### WHAT THE TASK ASKS
Only the number is requested. Tally the lines of the data that hold the string "below".

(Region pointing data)
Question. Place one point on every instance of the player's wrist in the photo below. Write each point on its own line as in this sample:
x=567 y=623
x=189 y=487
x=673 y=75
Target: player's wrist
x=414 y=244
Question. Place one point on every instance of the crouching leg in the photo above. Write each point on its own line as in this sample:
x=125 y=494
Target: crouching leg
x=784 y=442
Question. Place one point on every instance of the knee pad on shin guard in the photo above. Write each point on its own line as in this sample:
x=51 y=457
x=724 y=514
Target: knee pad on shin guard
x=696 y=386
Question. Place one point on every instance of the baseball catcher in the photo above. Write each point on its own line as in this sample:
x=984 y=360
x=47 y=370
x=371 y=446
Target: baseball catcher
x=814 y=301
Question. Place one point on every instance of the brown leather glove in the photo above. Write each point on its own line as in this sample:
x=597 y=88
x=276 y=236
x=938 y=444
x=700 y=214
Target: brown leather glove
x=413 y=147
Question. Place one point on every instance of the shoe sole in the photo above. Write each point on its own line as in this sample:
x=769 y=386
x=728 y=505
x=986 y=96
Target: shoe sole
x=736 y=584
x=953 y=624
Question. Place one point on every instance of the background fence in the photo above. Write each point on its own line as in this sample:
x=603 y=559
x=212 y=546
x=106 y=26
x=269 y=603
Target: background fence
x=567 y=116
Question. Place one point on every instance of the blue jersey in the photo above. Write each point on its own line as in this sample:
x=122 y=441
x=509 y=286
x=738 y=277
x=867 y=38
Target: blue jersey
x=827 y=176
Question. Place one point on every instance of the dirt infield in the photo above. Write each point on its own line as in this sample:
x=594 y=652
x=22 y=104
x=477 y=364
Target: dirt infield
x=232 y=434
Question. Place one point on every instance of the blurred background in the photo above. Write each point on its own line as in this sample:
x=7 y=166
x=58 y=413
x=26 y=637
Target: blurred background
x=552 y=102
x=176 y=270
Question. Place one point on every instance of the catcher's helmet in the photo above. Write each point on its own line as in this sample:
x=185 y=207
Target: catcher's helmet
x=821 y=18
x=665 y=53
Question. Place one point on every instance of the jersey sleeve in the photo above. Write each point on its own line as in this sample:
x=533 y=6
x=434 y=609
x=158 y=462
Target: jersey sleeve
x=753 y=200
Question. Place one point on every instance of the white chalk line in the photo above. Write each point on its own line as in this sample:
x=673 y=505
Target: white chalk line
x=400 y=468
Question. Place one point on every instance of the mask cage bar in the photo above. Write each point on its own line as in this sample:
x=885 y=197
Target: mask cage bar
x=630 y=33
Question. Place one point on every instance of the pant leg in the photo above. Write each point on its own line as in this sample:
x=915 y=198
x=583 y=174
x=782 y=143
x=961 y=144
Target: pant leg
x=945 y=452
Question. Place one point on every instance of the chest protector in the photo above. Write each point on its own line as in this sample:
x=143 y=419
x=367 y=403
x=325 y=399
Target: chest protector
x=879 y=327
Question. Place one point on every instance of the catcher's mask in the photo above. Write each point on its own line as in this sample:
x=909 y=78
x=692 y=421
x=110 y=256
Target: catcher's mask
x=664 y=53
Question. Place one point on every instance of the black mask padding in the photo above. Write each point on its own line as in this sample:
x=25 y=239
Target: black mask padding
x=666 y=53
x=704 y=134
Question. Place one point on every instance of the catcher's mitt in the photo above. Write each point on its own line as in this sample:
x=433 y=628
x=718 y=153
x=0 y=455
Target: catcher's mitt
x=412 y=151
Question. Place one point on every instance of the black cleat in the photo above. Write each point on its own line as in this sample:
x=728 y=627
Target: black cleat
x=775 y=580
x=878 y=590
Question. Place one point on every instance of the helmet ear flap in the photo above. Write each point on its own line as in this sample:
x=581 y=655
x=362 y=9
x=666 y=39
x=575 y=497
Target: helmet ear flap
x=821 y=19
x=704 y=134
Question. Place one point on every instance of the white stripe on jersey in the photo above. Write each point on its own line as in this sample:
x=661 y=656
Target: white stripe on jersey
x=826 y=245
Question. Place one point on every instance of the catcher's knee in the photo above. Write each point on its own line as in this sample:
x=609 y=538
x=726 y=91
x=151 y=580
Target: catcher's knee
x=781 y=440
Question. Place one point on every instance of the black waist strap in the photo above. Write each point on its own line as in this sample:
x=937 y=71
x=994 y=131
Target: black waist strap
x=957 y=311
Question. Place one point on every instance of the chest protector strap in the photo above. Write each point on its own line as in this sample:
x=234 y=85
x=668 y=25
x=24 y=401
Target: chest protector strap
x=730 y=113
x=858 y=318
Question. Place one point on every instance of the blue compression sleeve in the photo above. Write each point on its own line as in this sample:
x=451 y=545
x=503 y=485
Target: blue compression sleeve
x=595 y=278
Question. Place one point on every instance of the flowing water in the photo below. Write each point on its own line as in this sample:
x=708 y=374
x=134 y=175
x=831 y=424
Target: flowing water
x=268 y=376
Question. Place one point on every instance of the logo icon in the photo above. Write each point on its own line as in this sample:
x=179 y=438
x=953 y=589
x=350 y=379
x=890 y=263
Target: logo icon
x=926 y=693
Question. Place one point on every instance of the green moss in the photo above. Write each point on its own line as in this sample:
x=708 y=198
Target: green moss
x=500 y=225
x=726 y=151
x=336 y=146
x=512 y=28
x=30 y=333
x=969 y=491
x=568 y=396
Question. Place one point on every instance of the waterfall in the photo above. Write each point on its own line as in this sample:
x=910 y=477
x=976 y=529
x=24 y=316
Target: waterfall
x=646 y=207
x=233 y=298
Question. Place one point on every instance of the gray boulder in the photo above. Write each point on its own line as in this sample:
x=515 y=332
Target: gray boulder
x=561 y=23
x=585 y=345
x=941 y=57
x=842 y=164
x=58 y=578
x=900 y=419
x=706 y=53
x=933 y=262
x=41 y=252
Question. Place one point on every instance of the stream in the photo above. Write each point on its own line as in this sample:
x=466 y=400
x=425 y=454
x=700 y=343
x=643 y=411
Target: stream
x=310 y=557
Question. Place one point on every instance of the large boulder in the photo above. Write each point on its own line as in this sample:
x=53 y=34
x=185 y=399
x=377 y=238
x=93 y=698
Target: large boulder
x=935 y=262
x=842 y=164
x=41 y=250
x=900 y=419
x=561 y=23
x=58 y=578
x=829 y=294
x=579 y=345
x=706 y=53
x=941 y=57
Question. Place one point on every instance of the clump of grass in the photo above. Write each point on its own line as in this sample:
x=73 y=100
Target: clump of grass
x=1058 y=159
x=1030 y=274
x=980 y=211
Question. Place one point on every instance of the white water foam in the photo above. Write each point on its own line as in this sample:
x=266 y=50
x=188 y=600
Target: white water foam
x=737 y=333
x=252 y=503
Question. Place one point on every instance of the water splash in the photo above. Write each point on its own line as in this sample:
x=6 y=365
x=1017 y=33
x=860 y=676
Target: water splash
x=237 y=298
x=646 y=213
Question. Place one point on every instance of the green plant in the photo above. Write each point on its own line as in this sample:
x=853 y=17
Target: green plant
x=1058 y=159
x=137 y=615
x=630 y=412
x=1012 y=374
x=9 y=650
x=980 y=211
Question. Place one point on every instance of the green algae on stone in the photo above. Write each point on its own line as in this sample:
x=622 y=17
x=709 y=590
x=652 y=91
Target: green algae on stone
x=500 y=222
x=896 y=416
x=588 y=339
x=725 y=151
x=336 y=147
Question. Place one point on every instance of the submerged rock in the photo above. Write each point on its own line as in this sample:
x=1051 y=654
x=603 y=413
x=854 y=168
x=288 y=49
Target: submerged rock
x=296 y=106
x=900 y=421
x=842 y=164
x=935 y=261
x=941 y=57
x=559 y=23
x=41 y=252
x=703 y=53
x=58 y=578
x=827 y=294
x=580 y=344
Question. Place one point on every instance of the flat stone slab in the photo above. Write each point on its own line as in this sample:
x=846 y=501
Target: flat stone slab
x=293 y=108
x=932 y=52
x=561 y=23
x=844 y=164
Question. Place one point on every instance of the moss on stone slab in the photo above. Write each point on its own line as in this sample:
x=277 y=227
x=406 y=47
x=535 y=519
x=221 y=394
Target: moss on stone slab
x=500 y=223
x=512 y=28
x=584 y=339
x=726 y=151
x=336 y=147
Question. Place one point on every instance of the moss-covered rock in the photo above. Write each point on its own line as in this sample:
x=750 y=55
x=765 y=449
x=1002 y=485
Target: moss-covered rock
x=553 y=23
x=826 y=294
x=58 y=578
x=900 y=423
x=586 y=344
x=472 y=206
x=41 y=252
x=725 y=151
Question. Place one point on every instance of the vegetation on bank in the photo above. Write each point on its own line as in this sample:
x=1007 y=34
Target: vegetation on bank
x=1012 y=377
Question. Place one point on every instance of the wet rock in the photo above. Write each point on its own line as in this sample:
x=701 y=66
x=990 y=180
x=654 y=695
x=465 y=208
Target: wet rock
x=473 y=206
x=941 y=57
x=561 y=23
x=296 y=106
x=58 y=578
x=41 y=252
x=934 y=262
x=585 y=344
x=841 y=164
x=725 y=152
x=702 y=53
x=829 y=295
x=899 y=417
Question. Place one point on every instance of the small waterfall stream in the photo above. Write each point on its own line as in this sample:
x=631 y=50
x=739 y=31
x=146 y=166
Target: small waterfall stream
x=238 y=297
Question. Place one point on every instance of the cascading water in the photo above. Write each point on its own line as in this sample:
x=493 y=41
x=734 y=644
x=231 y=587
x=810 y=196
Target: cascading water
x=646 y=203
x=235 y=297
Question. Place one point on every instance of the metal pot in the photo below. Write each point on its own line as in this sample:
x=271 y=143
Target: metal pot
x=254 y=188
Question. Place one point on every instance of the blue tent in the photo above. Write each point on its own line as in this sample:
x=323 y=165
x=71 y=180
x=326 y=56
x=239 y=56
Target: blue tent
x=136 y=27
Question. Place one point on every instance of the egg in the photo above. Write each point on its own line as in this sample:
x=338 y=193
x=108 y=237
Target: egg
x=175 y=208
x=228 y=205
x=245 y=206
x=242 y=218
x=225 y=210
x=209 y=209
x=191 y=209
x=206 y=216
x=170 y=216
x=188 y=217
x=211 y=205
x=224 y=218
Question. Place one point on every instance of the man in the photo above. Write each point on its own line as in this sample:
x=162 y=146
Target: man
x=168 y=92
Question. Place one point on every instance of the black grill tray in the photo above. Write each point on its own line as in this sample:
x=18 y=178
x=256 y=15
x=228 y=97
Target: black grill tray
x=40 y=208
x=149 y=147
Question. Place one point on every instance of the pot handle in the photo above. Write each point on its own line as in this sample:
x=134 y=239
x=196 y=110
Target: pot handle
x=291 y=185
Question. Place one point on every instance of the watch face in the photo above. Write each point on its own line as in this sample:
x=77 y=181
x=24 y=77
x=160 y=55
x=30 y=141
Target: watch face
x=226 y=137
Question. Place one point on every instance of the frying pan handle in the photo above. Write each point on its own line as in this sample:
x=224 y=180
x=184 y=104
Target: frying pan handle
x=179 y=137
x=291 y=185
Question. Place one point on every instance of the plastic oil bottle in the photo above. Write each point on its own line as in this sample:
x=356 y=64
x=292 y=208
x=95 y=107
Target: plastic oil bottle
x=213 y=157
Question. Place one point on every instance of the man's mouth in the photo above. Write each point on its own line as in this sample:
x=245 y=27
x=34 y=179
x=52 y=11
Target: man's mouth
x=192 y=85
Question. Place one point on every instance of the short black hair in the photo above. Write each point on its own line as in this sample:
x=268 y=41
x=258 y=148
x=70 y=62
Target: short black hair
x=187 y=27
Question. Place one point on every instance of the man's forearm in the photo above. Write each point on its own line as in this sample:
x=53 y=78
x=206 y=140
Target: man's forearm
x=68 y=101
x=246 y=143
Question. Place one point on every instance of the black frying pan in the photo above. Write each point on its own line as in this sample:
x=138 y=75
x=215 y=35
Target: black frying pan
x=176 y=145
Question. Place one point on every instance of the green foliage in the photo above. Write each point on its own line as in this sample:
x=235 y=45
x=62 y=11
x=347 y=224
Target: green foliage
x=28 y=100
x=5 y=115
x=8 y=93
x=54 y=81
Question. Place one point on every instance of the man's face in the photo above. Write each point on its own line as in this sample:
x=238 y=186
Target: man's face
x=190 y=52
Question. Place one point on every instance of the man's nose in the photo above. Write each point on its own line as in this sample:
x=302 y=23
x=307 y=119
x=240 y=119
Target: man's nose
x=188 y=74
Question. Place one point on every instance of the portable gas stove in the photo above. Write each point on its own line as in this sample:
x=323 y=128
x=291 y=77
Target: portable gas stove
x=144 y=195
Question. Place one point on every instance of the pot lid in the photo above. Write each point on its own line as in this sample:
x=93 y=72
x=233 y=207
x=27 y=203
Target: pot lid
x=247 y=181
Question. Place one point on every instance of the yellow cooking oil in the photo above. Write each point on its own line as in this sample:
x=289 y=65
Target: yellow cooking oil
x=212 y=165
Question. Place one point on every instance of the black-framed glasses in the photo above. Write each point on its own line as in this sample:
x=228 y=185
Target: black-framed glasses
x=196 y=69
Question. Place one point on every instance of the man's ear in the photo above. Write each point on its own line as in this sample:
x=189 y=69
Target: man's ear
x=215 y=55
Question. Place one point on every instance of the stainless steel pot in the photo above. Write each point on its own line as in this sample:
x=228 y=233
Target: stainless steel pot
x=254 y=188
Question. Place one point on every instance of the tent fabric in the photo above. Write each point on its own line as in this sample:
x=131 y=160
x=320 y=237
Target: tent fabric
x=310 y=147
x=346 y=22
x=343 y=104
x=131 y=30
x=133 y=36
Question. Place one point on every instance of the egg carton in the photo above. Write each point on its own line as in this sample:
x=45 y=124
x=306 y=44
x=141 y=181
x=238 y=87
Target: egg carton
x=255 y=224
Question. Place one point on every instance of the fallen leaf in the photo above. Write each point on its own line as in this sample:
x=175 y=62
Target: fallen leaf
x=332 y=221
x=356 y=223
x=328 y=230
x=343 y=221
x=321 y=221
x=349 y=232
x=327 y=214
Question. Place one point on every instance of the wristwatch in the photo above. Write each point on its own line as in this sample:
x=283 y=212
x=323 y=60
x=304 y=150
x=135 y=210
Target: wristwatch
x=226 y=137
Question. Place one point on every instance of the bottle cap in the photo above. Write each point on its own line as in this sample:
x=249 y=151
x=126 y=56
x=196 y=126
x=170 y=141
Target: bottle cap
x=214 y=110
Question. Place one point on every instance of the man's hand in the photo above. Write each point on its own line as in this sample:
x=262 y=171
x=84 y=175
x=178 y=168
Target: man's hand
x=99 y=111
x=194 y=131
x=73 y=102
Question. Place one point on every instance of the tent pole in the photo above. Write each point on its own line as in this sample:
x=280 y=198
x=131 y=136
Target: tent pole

### ANSWER SECTION
3